The default order of an IOS loading from a router is flash, TFTP server, and then ROM.

3. The IOS software looks for a valid configuration file stored in NVRAM. This file is called startup-config and is present in NVRAM only if an administrator copies the running-config file into NVRAM. (Cisco’s new Integrated Services Router (ISR) has a small startup-config file preloaded.)

4. If a startup-config file is in NVRAM, the router will copy this file and place it in RAM and then call the file running-config. The router will use this file to run the router. The router should then be operational. If a startup-config file is not present in NVRAM, the router will attempt to locate a TFTP server that may contain this file. It will do so by broadcasting out any interface that detects carrier detect (CD), and if that fails, it will start the setup mode configuration process.

Exam Essentials

Remember the default configuration register setting. The default configuration register setting is 0x2102, which means “load the IOS from flash and the configuration from NVRAM.”

Remember where the IOS is stored by default. The IOS is stored and loaded from flash memory by default on all Cisco routers.

Pointing dataset excerpts:
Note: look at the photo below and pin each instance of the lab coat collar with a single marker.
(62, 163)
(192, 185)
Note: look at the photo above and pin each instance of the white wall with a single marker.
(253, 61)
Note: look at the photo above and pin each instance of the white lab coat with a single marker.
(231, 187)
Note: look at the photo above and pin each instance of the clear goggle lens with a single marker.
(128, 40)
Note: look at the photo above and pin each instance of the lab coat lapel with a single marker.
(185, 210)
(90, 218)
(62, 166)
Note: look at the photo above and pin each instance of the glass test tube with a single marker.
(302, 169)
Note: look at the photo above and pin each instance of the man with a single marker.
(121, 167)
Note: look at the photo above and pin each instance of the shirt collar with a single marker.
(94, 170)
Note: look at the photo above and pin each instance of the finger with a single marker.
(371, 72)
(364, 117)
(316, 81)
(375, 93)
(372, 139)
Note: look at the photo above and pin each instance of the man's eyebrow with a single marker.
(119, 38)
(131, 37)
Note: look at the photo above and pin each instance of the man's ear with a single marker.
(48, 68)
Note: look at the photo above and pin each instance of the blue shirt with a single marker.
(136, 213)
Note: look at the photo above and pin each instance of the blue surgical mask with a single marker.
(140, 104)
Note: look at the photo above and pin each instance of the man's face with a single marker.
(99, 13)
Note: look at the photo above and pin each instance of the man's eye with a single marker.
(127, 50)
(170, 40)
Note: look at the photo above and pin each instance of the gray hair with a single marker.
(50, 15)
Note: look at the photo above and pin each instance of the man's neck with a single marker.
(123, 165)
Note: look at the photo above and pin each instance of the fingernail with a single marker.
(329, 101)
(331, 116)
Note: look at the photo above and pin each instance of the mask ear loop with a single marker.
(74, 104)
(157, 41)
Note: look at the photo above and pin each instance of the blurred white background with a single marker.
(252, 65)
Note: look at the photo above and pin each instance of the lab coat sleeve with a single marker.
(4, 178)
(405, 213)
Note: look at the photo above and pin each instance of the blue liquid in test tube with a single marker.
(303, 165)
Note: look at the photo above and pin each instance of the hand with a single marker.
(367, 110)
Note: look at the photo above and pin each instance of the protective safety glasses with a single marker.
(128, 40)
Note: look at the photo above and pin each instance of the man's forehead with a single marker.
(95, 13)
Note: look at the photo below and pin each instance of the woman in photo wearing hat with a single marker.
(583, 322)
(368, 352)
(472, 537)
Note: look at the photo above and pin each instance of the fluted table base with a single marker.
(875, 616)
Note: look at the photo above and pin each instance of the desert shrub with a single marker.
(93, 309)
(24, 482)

To-do list:
A – In the passage on router startup, list the places from which a router loads the IOS, in the default order the passage gives.
B – Extract from the entries the stretch from the line containing "shrub with a single marker." through the end of the entries.

Answers provided:
A – Flash, TFTP server, ROM

B –
Note: look at the photo above and pin each instance of the desert shrub with a single marker.
(93, 309)
(24, 482)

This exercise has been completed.